Pull out every line in the records below that contains the string "player". The match is case-sensitive.
————
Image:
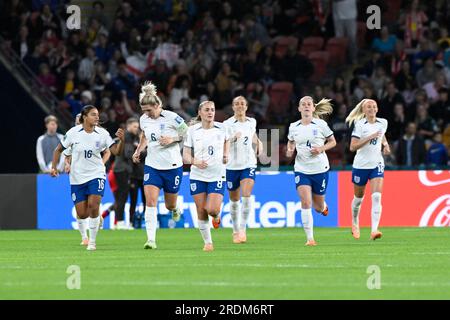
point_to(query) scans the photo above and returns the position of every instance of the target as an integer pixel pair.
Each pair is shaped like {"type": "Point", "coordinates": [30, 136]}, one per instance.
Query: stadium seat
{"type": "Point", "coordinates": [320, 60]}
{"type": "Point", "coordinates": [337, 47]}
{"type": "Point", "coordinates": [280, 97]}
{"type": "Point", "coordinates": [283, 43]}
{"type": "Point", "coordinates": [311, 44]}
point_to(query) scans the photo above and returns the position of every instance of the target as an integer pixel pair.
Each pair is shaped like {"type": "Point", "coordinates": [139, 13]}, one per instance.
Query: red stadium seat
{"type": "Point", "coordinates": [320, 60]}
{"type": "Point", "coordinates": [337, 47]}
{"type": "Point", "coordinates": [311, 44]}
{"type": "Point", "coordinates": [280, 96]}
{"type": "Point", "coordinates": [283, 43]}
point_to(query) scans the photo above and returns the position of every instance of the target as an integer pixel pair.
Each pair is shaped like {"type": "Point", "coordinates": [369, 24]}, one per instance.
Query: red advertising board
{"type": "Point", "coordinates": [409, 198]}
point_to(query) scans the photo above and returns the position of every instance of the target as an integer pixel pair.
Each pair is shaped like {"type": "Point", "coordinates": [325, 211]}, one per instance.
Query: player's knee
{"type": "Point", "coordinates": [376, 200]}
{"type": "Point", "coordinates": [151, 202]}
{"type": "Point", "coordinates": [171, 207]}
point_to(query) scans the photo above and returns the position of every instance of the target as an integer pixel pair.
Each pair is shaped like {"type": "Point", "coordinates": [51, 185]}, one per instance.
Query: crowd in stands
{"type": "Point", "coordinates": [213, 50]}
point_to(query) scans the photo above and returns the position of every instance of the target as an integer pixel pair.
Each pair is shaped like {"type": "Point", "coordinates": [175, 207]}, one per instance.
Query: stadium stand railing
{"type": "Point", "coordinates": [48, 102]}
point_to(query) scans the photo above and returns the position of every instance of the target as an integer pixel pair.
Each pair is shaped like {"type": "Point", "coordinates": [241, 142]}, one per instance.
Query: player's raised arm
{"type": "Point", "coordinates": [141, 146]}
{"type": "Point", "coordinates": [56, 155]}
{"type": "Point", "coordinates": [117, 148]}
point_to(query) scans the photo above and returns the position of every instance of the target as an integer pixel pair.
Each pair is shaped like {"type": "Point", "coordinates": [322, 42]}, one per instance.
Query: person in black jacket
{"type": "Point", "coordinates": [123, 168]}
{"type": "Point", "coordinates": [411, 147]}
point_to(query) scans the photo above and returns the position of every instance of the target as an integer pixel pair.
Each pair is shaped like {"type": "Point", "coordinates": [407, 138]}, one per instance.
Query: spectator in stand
————
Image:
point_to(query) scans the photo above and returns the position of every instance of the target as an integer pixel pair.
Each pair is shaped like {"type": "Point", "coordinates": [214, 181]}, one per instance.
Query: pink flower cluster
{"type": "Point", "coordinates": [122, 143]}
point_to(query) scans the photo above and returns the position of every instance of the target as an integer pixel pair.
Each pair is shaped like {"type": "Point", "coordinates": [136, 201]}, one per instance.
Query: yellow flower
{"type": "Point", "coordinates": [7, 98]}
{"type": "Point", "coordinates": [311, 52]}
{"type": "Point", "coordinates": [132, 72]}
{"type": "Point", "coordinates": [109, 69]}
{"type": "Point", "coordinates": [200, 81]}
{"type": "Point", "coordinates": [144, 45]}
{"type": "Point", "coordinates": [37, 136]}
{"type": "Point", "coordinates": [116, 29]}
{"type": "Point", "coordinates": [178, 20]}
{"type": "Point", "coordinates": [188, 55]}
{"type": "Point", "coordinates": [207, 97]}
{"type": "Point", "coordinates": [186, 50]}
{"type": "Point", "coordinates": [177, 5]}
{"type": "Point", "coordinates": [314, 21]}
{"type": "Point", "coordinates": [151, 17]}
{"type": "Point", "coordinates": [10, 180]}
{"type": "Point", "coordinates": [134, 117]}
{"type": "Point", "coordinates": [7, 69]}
————
= Solution for this task =
Query: player's knee
Query: player's raised arm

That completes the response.